> **Trecho escolhido**:
>>>

São Paulo, domingo, 10 de abril de 1994
Texto Anterior | Próximo Texto | Índice

Peculato de uso

MARCELO FORTES BARBOSA

No Brasil, não se pune o "furto de uso", a "apropriação indébita de uso" e o "peculato de uso".
Assim, se alguém, clandestinamente, utilizar-se do automóvel do vizinho durante a noite para traficar drogas e devolvê-lo ao local de origem, sendo preso no ato, será responsabilizado pelo delito de tráfico de drogas, mas não por furto, que a nossa lei penal não tipifica.
O mesmo ocorre se uma costureira, que recebeu da cliente um modelo de alta-costura para reparos, usá-lo em um baile e devolvê-lo sem danos, porque também o código não tipifica a apropriação indébita de uso.
A situação é mais grave quando se trata de peculato, porque o peculato de uso é inerente à nossa herança cultural e o artigo 312 do Código Penal tipifica o peculato propriamente dito, o peculato-furto, o chamado peculato-desvio e o peculato culposo, sem aludir ao peculato de uso, o que acontece também com o decreto-lei nº 201/67, que trata da responsabilidade dos prefeitos e vereadores.

<<<

> **Dados da tarefa**:

>>>

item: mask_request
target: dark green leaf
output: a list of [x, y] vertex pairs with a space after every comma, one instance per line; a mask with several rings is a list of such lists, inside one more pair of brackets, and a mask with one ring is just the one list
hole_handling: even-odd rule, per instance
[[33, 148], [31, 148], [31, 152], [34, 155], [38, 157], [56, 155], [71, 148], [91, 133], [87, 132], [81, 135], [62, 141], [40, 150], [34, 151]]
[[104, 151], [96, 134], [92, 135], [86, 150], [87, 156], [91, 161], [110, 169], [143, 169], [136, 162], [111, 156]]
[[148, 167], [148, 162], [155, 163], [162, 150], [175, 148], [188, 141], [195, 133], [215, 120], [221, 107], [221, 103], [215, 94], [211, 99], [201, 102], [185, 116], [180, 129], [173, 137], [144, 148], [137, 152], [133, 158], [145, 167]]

<<<

> **Enunciado da tarefa 1**: Reproduza o texto sobre peculato de uso de "O mesmo ocorre" a "prefeitos e vereadores.".
> **Enunciado da tarefa 2**: Nos registros, da primeira linha até a linha com "hole_handling: even-odd rule, per instance", troque "dark green" por "light green" e deixe todo o resto igual. Mostre somente essas linhas.

> **Resultado do exercício 1**:
O mesmo ocorre se uma costureira, que recebeu da cliente um modelo de alta-costura para reparos, usá-lo em um baile e devolvê-lo sem danos, porque também o código não tipifica a apropriação indébita de uso.
A situação é mais grave quando se trata de peculato, porque o peculato de uso é inerente à nossa herança cultural e o artigo 312 do Código Penal tipifica o peculato propriamente dito, o peculato-furto, o chamado peculato-desvio e o peculato culposo, sem aludir ao peculato de uso, o que acontece também com o decreto-lei nº 201/67, que trata da responsabilidade dos prefeitos e vereadores.

> **Resultado do exercício 2**:
item: mask_request
target: light green leaf
output: a list of [x, y] vertex pairs with a space after every comma, one instance per line; a mask with several rings is a list of such lists, inside one more pair of brackets, and a mask with one ring is just the one list
hole_handling: even-odd rule, per instance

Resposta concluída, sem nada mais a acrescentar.